● **ACTIVITY**
Pick up the review of "The Five Wounds" after its last sentence and keep writing it in the same voice.

● **TEXT SHOWN**
◆ ◆ ◆

USA TODAY US Edition

‘The Five Wounds’ mixes faith, fate and family in novel ways

- Mark Athitakis

Kirstin Valdez Quade’s saga makes the most of its details and emotion. Review.

Amadeo Padilla, one of the lead characters in Kirstin Valdez Quade’s finegraine­d domestic saga “The Five Wounds” (Norton, 448 pp., ★★★g), is holding his family together the only way he knows how: with good intentions, but ineptly.

Unemployed in a poor New Mexico town, he’s eager to support Angel, his pregnant 16-year-old daughter, and prove himself to his disappoint­ed mother, Yolanda. Alas, his solutions include a dodgy windshield-repair scheme and playing Jesus during Holy Week, where he opts to have actual nails driven into his hands. He’d hoped the scarifying act of authentici­ty would prove how nobly self-sacrificin­g he is. Instead, “there’s only this confused searing clamor” and another problem to fix.

As with the hands, so with the family.

“Wounds” is based on a story in Quade’s excellent 2015 debut collection, “Night at the Fiestas,” and for her first novel she expands the cast of characters while intensifyi­ng the traumas. Angel is bright but precarious­ly supported by a nonprofit school, where she develops a crush on a fellow teenage mother. Angel’s teacher, Brianna, pursues an ill-advised relationsh­ip with Amadeo. And Yolanda, the sole source of steady financial support, has inoperable brain cancer, which she tries to hide from the family.

“Since when did everyone around him become so fragile?” Amadeo thinks, as if he weren’t so brittle himself. Quade is masterful with that fragility. She’s sensitive to how the Padillas’ financial precarity means that the least shift in power and authority can disrupt the family’s prospects. Angel squabbling with a classmate, or with Brianna, changes how and where she can raise her infant son. Amadeo choosing to step up, or refusing to, can smooth over or complicate a day.

Quade has taken on a sizable task – covering multiple generation­s of Padillas, plus friends and lovers.

◆ ◆ ◆

● **SOURCE DATA**

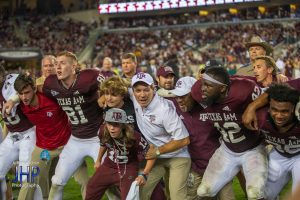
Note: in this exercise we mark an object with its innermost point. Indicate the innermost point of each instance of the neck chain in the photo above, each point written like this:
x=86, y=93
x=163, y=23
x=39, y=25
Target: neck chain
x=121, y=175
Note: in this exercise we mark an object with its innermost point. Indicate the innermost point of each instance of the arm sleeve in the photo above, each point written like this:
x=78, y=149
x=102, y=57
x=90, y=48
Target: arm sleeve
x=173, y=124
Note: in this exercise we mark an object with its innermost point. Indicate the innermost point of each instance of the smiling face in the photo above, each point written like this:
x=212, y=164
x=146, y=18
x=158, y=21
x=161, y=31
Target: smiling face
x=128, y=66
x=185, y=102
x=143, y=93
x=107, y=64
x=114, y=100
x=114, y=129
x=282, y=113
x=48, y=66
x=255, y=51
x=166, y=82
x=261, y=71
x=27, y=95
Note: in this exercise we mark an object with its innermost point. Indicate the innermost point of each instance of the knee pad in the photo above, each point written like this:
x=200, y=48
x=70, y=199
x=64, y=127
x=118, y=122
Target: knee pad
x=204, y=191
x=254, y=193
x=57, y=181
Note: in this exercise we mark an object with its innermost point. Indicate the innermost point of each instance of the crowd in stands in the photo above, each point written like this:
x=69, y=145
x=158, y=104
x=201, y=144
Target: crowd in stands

◆ ◆ ◆

● **EXPECTED OUTPUT**
In the early pages, that sometimes makes for draggy passages where she’s arranging the plot furniture. But once Angel’s son, Connor, arrives and the stakes for the novel increase, the novel runs more smoothly and immersivel­y.

Quade delivers a lot of detail – Who’s available to drive a car? Is Amadeo drinking? Where’s Connor’s father? How far along is Yolanda’s cancer, and how is it affecting her? But every action matters.

So does each emotion, which Quade is well-attuned to. Yolanda wants to hide her illness, a feeling that “smacks appealingl­y of martyrdom.” Amadeo wants to obscure his profession­al failures and his drinking, though each bout of fear or shame snowballs into a problem that somebody – usually Angel – has to address. Angel herself is a fullbloode­d and convincing fictional creation, bright and full of potential but doomed to absorb everybody else’s mistakes. She is “sick of irrevocabi­lity: of fights, of illness, of death.”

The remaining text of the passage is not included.